WORK ORDER:
How many lines in the records below contain the string "negative", with case counting? Reply with the number alone.

DATA EXCERPTS:
--------------------------------
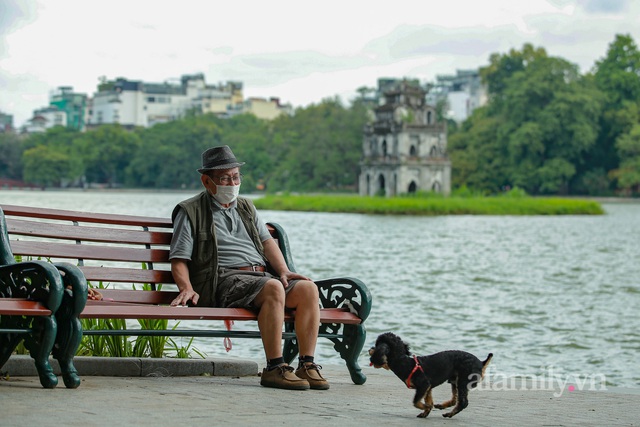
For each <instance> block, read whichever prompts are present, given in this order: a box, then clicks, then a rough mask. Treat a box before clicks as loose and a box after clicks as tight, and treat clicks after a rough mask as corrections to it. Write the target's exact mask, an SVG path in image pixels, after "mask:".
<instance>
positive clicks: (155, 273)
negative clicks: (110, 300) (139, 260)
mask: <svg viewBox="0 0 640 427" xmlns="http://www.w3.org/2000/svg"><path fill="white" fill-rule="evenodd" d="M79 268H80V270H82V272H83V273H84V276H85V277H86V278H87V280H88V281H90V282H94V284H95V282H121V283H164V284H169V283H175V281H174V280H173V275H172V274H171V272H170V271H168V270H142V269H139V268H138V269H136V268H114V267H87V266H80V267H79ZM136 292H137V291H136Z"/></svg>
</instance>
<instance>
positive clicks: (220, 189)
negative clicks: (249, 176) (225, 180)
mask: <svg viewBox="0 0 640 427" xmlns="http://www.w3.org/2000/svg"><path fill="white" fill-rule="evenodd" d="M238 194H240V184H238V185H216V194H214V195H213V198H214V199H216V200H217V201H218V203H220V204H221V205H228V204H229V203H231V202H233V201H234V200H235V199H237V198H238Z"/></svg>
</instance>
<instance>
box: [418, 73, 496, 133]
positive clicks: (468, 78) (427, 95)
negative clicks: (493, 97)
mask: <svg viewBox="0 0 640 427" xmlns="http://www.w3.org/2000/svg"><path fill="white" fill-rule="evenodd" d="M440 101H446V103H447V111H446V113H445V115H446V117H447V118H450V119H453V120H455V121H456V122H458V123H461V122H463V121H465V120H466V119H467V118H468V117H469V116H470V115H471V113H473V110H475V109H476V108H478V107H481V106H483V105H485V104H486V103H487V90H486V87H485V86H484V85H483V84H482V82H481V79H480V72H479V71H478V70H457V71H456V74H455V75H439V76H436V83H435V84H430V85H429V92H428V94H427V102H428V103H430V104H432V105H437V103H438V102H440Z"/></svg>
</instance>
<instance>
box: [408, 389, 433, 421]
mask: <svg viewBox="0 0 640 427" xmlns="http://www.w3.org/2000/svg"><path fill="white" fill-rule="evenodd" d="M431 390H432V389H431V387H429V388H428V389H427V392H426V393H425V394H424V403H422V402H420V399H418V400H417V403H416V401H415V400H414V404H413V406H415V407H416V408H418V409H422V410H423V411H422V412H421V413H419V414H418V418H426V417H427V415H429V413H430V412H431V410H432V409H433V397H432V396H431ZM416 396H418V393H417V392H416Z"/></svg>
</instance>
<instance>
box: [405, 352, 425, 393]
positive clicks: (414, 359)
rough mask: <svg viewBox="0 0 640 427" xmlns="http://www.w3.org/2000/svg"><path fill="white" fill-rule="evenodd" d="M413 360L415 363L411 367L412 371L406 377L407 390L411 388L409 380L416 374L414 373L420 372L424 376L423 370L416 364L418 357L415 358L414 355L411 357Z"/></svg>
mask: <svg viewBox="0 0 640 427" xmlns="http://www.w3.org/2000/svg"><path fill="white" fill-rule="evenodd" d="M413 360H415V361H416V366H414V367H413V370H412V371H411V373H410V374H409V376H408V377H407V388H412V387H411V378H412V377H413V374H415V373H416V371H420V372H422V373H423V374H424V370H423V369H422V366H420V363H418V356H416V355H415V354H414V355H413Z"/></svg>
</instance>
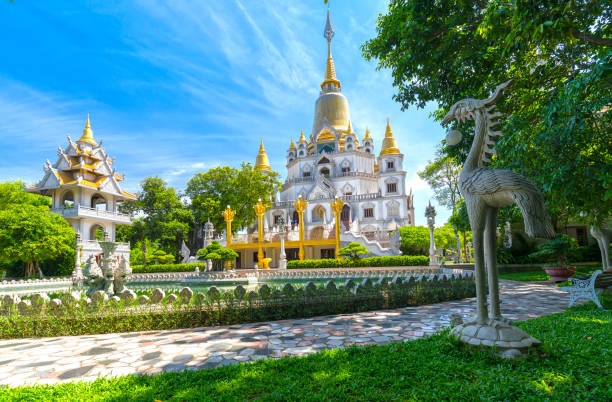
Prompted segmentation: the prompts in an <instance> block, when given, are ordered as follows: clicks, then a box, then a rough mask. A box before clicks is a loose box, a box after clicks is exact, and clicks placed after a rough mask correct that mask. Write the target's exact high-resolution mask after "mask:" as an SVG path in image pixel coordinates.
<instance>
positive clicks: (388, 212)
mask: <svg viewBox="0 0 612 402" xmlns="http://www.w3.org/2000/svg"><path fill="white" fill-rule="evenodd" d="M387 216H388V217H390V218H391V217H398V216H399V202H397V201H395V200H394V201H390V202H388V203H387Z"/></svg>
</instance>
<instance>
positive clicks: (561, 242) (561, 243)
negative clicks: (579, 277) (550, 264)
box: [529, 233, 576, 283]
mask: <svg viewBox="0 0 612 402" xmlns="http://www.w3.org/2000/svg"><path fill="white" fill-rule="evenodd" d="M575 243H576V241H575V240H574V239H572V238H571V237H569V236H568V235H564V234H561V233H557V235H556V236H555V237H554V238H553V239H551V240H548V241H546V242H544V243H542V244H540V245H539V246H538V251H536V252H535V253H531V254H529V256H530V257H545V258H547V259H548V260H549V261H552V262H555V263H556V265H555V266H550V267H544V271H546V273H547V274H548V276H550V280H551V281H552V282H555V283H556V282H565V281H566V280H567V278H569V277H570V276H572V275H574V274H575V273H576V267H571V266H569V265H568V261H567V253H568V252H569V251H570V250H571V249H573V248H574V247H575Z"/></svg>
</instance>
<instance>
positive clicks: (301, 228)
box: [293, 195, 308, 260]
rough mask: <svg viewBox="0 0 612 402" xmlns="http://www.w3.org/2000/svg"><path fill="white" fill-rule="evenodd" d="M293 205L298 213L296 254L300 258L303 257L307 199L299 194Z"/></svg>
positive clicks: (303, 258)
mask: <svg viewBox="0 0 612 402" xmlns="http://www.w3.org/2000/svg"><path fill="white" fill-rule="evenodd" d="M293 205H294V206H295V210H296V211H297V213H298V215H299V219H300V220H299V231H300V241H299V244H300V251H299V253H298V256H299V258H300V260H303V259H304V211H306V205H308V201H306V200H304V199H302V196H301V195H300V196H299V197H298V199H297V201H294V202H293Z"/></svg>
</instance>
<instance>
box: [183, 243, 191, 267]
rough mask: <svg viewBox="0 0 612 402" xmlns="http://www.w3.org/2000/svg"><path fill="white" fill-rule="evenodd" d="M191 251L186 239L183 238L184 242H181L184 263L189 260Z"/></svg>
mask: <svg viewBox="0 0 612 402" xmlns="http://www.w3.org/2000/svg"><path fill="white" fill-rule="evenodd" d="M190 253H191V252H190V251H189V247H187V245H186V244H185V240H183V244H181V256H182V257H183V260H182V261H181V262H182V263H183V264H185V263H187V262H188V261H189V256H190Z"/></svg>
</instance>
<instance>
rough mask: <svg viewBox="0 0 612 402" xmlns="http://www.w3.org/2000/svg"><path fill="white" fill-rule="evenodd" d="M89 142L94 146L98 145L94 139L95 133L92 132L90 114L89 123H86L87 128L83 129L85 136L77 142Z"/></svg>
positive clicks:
--------------------------------
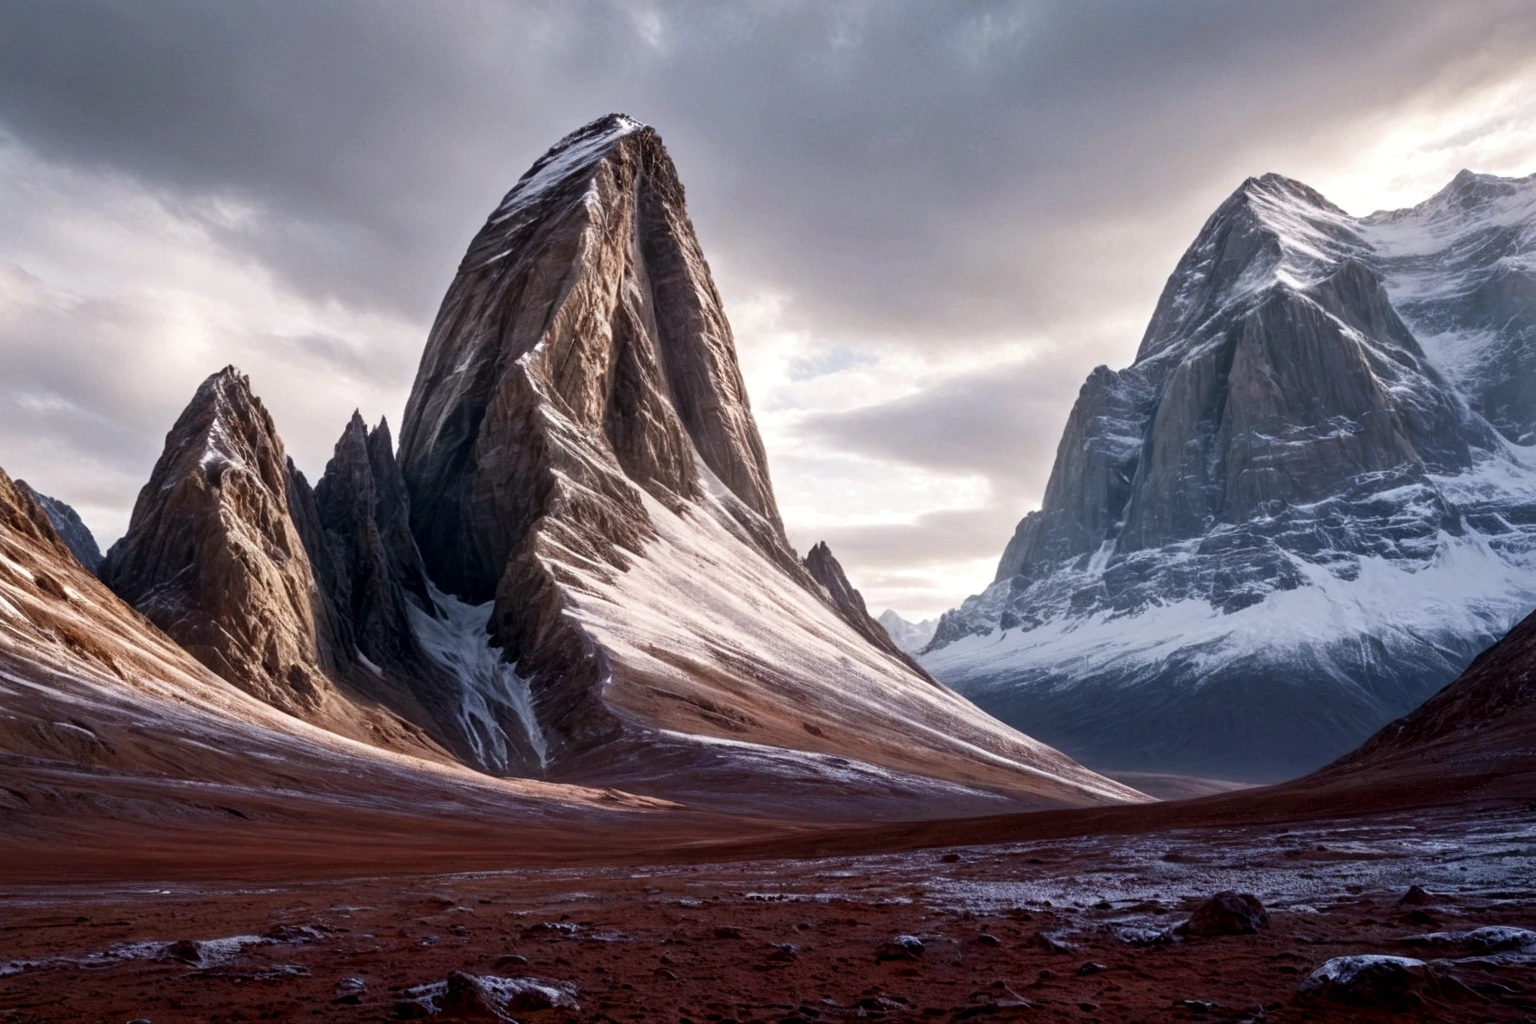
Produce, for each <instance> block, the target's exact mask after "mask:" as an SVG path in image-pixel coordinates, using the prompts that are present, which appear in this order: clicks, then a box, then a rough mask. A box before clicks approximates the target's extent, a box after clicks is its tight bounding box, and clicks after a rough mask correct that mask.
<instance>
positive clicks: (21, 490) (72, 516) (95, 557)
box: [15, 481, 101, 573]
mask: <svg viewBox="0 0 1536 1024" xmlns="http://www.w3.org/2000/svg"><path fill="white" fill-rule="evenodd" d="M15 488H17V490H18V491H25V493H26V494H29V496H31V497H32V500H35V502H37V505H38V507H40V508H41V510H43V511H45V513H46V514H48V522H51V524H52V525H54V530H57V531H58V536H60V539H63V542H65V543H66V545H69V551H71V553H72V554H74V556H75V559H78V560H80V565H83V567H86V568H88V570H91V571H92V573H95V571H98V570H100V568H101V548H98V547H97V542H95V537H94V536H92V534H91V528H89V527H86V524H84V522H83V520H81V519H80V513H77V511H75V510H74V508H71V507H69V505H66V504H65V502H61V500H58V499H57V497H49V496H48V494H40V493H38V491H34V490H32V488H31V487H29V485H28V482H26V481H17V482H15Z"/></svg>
--------------------------------
TASK RESPONSE:
4